EXTRAIT:
République et canton de Genève

Grand Conseil

M 1010-A
12. Rapport du Conseil d'Etat au Grand Conseil sur la motion de Mme Elisabeth Reusse-Decrey concernant le règlement d'application des dispositions sur le séjour et l'établissement des étrangers (F 2 3). ( -) M1010
Mémorial 1995 : Annoncée, 3015. Développée, 3182. Adoptée, 3184.

LE GRAND CONSEIL,

considérant:

- la récente modification, par le Conseil d'Etat, du règlement d'application des dispositions sur le séjour et l'établissement des étrangers et concer-nant l'application de la loi sur les mesures de contrainte;

- la décision de prolonger à 96 heures une détention strictement admi-nistrative, sans aucun contrôle judiciaire;

- le chapitre sur la liberté individuelle de la constitution genevoise, qui consacre le principe d'un contrôle de la détention par le juge au plus tard dans les 48 heures et auquel le Grand Conseil avait estimé en 1988 ne pas pouvoir déroger pour les détentions en vue du refoulement;

- le non-respect de la loi fédérale qui stipule clairement que les conditions et lieux de détention doivent être appropriés à des personnes n'ayant commis aucun délit,

invite le Conseil d'Etat

à modifier d'urgence le règlement du 3 mai 1995, respectivement du15 février 1995, en rétablissant le principe d'un contrôle judiciaire de la détention dans les 48 heures, le cas échéant en donnant cette compétence à un juge unique du Tribunal administratif plutôt qu'à une section formée de trois juges de ce tribunal et en définissant un régime de détention administrative dégagée des contraintes liées au secret et à la sécurité en matière de détention préventive.

(Entrées tirées d'une collection)

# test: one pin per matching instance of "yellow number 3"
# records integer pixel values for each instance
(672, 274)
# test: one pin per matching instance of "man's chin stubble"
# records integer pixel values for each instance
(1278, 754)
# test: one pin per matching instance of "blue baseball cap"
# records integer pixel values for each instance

CONSIGNE: Selon l'extrait, dans quel délai la constitution genevoise prévoit-elle un contrôle de la détention par le juge ? Répondez en vous fondant uniquement sur l'extrait.

RÉPONSE FINALE: Au plus tard dans les 48 heures.